*What to work on*. Tally the lines below that contain the string "floor", treating uppercase and lowercase as different. Reply with the number only.

(Object pointing dataset rows)
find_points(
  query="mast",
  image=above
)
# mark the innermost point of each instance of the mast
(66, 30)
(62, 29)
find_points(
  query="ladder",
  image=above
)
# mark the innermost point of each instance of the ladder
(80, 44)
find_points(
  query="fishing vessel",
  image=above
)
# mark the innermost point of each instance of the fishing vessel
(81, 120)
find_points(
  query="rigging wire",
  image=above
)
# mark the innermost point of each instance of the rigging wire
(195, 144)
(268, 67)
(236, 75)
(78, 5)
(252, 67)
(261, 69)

==

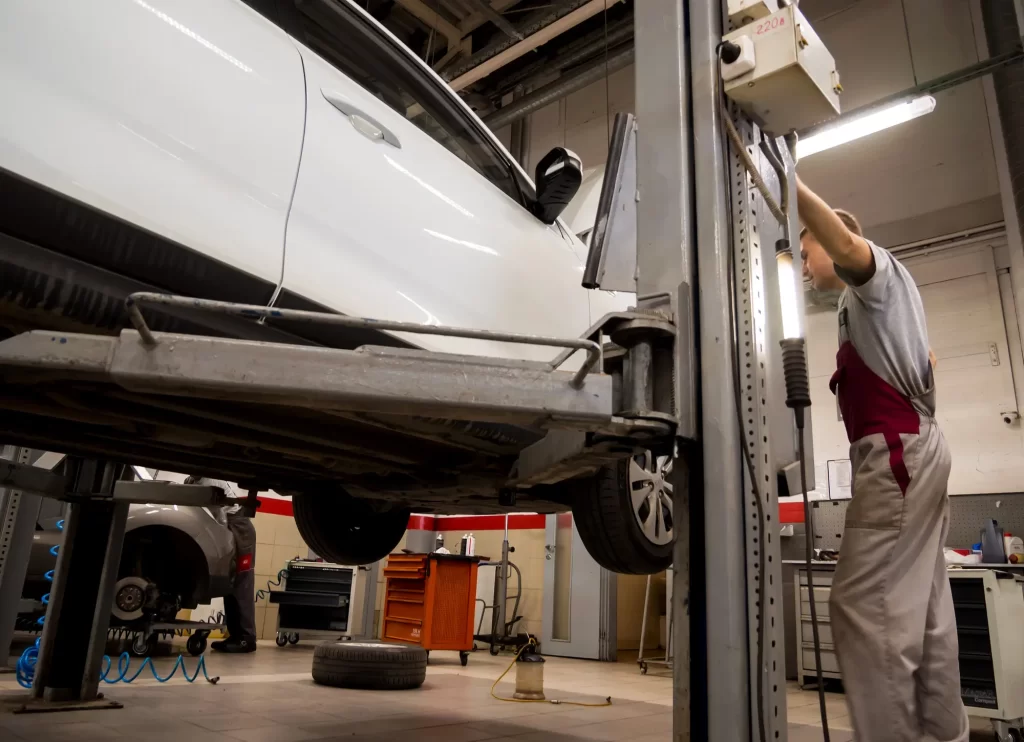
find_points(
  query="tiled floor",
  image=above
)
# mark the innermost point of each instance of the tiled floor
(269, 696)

*Response*. 2